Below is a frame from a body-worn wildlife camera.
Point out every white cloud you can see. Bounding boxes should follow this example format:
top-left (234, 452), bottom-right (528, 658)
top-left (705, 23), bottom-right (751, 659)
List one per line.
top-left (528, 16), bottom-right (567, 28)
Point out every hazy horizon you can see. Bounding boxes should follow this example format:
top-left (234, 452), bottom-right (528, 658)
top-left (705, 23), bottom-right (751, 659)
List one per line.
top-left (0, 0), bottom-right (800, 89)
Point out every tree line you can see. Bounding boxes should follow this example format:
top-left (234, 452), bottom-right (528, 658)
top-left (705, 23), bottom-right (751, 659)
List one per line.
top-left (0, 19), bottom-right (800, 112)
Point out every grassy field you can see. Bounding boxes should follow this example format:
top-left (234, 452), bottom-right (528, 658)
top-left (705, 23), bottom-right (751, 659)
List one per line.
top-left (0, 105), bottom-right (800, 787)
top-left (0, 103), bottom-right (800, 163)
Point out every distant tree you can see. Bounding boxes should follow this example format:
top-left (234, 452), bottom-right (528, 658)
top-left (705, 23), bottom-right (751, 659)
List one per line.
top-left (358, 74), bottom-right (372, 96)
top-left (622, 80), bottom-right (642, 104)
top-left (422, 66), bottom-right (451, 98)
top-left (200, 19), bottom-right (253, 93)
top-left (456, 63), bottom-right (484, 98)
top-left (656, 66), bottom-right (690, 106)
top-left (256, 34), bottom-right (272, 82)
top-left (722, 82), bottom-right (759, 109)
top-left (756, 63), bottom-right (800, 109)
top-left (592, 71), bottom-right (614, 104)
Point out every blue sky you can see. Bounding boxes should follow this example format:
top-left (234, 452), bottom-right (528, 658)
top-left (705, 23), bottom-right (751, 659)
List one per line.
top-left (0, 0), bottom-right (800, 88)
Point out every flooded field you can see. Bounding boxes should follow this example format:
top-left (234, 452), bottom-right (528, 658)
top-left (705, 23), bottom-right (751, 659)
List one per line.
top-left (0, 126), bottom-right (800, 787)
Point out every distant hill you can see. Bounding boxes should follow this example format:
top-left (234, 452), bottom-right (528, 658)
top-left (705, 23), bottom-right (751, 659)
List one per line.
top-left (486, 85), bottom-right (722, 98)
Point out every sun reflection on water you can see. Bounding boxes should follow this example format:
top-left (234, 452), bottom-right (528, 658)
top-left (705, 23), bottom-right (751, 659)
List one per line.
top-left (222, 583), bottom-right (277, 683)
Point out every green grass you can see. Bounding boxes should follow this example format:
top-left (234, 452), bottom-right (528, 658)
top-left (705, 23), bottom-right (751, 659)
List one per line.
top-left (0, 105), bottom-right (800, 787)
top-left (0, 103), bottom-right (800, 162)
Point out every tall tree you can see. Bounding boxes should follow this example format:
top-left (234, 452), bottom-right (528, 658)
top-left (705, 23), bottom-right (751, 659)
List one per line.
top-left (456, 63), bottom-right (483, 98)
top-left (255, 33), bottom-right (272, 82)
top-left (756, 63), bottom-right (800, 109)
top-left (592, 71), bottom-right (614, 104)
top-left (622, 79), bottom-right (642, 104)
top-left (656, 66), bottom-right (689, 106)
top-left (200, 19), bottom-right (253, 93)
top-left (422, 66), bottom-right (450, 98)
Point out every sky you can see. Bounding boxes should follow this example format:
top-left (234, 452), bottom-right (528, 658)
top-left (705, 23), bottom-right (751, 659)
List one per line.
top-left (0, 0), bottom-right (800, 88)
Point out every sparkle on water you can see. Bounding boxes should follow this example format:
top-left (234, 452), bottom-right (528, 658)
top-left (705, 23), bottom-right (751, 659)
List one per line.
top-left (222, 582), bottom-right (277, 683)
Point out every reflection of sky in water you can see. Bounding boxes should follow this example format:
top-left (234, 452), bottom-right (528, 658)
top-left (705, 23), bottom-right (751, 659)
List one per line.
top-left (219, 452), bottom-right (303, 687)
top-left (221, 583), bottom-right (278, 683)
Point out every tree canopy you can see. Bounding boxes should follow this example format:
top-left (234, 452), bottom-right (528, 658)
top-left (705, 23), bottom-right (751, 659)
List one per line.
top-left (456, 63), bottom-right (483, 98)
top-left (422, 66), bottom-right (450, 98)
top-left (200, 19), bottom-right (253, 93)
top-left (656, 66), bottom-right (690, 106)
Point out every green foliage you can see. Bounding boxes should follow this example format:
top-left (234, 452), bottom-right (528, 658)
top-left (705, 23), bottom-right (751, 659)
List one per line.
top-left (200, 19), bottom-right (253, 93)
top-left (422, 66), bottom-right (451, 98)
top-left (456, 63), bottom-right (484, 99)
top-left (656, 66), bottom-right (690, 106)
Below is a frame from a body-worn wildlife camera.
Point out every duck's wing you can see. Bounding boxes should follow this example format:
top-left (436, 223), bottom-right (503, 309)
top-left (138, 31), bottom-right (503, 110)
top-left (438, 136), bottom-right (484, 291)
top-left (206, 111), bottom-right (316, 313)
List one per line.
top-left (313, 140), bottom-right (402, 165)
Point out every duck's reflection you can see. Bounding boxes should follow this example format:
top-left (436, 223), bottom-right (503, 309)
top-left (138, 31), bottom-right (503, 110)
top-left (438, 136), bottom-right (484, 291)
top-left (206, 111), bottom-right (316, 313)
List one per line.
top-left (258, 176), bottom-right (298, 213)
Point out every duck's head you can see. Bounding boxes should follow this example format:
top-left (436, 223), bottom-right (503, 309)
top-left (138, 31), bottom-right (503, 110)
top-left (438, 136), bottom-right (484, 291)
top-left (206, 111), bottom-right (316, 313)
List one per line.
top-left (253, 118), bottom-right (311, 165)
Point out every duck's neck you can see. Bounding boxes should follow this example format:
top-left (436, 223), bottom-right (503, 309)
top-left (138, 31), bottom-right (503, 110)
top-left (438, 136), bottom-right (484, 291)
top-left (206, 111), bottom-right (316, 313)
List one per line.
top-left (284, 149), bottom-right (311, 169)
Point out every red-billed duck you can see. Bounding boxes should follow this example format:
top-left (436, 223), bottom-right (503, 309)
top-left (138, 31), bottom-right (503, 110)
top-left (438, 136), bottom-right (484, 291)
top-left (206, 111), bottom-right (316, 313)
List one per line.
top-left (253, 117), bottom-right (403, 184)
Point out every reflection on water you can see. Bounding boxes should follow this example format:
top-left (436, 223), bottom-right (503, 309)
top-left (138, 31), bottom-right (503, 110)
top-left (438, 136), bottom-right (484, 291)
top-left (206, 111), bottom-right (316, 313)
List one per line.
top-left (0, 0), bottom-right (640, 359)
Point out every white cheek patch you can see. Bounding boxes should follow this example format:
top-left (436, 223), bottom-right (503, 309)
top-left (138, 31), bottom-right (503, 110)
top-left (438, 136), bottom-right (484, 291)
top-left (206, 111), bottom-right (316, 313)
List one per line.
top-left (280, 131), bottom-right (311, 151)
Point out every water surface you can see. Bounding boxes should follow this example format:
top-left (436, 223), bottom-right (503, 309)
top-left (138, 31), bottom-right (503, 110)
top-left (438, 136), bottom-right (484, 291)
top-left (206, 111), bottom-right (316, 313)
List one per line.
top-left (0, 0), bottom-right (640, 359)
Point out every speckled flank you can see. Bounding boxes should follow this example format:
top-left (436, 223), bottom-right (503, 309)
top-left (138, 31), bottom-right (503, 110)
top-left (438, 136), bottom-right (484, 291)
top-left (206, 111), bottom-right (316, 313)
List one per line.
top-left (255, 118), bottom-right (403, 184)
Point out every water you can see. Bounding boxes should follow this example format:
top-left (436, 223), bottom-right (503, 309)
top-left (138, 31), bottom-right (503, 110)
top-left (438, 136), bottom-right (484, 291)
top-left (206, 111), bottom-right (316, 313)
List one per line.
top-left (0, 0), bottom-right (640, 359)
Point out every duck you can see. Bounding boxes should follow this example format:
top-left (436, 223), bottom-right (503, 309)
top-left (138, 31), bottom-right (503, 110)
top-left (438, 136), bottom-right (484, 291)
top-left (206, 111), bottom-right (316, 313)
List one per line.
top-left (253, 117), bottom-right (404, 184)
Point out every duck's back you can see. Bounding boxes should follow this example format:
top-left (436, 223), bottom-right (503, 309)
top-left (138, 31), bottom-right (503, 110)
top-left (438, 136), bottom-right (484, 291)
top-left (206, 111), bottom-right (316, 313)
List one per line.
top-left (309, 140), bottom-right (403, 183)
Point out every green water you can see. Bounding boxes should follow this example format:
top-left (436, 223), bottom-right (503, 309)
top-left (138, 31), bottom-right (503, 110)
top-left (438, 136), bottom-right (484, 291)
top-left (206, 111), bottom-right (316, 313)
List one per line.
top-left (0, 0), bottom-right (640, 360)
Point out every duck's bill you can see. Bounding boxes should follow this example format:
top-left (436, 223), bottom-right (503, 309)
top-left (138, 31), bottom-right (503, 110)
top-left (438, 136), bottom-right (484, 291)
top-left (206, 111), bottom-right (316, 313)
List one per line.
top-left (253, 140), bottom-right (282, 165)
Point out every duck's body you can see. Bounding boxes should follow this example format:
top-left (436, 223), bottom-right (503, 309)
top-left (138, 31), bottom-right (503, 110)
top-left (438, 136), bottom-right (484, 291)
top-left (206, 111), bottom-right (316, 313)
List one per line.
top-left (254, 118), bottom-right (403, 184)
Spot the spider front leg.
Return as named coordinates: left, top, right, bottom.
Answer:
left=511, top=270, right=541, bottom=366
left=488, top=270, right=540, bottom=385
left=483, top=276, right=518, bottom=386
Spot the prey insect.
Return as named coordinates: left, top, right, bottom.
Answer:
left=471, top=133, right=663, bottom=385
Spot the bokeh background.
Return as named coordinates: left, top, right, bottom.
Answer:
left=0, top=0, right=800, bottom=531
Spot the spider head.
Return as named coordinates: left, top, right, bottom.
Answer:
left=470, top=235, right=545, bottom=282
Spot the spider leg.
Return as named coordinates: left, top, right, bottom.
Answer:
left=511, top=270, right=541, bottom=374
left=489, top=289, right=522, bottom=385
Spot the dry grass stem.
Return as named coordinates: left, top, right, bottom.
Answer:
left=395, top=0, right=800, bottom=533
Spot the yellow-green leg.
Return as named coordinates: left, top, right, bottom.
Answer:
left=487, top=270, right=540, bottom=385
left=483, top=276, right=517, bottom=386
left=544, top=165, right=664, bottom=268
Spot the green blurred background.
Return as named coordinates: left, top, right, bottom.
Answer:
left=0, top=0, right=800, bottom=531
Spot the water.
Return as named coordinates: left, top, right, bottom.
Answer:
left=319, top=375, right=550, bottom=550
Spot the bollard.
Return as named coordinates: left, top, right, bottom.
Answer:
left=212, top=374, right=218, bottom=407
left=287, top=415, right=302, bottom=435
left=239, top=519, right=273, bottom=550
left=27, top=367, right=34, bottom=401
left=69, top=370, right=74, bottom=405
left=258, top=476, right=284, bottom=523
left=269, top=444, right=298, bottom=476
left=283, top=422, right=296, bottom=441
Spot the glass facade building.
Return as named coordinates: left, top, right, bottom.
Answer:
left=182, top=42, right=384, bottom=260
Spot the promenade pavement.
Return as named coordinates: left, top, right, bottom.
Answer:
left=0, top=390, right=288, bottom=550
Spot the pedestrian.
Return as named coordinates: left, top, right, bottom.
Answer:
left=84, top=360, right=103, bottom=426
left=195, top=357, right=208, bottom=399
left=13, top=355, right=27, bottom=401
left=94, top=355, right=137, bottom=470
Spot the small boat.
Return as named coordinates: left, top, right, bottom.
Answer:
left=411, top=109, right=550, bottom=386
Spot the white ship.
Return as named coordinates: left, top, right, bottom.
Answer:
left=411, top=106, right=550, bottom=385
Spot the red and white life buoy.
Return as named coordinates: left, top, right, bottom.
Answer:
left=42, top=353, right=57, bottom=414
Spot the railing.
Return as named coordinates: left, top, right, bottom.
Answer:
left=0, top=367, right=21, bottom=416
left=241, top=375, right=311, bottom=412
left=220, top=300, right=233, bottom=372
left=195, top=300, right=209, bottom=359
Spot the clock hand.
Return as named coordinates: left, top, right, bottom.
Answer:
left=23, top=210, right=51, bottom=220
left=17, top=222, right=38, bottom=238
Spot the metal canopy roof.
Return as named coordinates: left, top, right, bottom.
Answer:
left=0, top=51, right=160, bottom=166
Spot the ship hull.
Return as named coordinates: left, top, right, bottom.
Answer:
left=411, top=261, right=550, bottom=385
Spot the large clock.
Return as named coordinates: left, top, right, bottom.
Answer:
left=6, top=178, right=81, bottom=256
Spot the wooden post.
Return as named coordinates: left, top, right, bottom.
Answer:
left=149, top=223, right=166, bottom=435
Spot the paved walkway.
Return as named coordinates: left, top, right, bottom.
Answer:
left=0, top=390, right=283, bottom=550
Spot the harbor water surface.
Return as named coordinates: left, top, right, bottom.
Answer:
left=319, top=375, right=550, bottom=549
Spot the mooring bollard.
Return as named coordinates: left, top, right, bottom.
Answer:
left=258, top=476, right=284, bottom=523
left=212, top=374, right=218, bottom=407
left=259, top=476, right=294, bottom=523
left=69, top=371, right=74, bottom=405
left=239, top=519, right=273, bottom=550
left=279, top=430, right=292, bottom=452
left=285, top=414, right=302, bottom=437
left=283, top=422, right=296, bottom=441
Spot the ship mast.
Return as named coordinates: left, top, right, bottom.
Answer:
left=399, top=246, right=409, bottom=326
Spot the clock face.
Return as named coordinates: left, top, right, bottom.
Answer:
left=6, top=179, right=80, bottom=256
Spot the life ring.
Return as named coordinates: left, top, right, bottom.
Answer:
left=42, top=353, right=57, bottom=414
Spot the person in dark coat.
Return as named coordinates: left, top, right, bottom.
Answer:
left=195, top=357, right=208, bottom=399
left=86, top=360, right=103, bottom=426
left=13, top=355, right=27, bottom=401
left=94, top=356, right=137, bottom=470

:::

Work to be completed »
Pull out each line of the data above that contains the word "bollard", and copy those lines whole. Case counts.

Exercise answer »
Spot the bollard.
Spot the mooring bollard.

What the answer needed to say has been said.